#### Records for processing:
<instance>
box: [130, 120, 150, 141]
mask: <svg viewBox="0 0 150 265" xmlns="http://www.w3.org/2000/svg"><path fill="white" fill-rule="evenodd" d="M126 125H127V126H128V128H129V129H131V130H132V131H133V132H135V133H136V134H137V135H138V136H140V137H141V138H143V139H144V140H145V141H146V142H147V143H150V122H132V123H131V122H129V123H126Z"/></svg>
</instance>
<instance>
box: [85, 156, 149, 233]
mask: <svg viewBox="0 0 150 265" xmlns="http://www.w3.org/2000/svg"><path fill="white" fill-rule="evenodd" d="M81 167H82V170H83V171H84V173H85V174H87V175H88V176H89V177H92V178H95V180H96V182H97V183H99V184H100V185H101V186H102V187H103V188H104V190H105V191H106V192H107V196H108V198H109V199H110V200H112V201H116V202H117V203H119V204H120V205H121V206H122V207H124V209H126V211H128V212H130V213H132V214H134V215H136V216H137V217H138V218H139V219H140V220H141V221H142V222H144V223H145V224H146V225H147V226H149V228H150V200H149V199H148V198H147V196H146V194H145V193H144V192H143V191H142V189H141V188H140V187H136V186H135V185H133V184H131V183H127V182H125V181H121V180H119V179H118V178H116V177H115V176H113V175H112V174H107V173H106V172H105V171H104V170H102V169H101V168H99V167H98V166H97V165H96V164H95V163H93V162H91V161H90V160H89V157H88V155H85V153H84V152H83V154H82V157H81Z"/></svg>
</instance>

#### Exercise aim:
Please repeat the listing word for word.

#### Response area:
<instance>
box: [130, 120, 150, 141]
mask: <svg viewBox="0 0 150 265" xmlns="http://www.w3.org/2000/svg"><path fill="white" fill-rule="evenodd" d="M126 125H127V126H128V128H129V129H131V130H132V131H133V132H135V133H136V134H137V135H138V136H140V137H141V138H143V139H144V140H145V141H146V142H147V143H150V122H132V123H131V122H129V123H126Z"/></svg>
</instance>
<instance>
box: [85, 156, 149, 233]
mask: <svg viewBox="0 0 150 265" xmlns="http://www.w3.org/2000/svg"><path fill="white" fill-rule="evenodd" d="M81 167H82V170H83V171H84V173H85V174H87V175H88V176H89V177H92V178H95V180H96V182H97V183H99V184H100V185H101V186H102V187H103V188H104V190H105V191H106V192H107V196H108V198H109V199H110V200H112V201H116V202H117V203H119V204H120V205H121V206H122V207H124V209H126V211H128V212H130V213H132V214H134V215H136V216H137V217H138V218H139V219H140V220H141V221H142V222H144V223H145V224H146V225H147V226H149V228H150V200H149V199H148V198H147V196H146V194H145V193H144V192H143V191H142V189H141V188H140V187H136V186H135V185H133V184H131V183H127V182H125V181H121V180H119V179H118V178H116V177H115V176H113V175H112V174H107V173H106V172H105V171H104V170H102V169H101V168H99V167H98V166H97V165H96V164H95V163H93V162H91V161H90V160H89V157H88V155H85V153H84V152H83V154H82V157H81Z"/></svg>
</instance>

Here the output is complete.